:: Task material ::
** BEGIN **
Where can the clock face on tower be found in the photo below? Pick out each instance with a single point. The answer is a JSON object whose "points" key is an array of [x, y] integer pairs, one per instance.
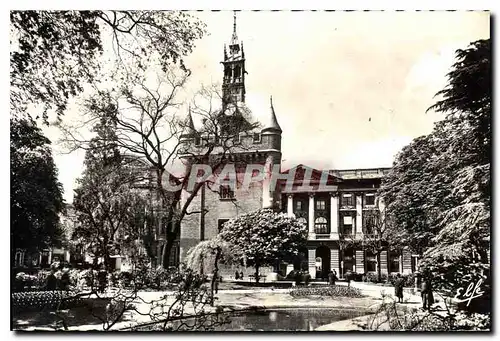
{"points": [[230, 109]]}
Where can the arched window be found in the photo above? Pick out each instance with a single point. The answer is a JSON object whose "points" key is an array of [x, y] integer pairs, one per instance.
{"points": [[321, 226]]}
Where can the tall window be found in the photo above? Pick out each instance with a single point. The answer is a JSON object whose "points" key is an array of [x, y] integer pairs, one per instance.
{"points": [[321, 205], [299, 205], [226, 192], [303, 221], [256, 138], [347, 224], [393, 262], [347, 200], [321, 226], [370, 199], [220, 224], [197, 141], [370, 223]]}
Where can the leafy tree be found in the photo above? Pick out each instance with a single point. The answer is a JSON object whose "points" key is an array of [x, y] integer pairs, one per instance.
{"points": [[263, 236], [54, 53], [35, 194]]}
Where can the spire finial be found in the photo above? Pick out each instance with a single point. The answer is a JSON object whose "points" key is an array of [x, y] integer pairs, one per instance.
{"points": [[234, 39]]}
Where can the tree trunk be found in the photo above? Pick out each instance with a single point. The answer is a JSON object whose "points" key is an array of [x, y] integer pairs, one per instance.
{"points": [[379, 268]]}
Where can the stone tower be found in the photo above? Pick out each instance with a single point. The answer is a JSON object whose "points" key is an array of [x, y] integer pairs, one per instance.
{"points": [[260, 145]]}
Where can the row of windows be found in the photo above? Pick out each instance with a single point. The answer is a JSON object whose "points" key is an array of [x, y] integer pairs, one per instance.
{"points": [[347, 225]]}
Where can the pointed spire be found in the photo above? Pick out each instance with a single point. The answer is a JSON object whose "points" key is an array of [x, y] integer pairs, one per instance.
{"points": [[234, 38], [272, 124], [190, 123]]}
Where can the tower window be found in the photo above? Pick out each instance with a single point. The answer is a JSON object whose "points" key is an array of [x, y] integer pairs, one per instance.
{"points": [[256, 137], [347, 200], [226, 192], [321, 205]]}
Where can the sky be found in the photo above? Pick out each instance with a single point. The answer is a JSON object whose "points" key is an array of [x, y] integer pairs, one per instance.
{"points": [[350, 89]]}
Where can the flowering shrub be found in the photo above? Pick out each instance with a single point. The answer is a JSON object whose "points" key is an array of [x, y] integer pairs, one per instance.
** END **
:: Problem to solve ::
Revise the stretch of the data from the line containing "Where can the tower" through the end of the data, changing "flowering shrub" to "rose bush" and leaving everything else as it stands. Return only those lines.

:: Exercise answer ::
Where can the tower window be found in the photo above? Pick out each instance with a single point. The answer is a JSON object whose "points" key is an array of [x, y] integer pairs, one per instance.
{"points": [[256, 137], [347, 200], [226, 192], [321, 205]]}
Where can the sky be found in the photo above? Pick out each instance with a single point. The answer is a JSON object whose "points" key is an array of [x, y] integer pairs, one per instance.
{"points": [[350, 89]]}
Where can the rose bush be found in the photo above? Pick out each instance with a single point. The answer is a JSON object whose "points" key is an array of [x, y] integer pairs, one per instance.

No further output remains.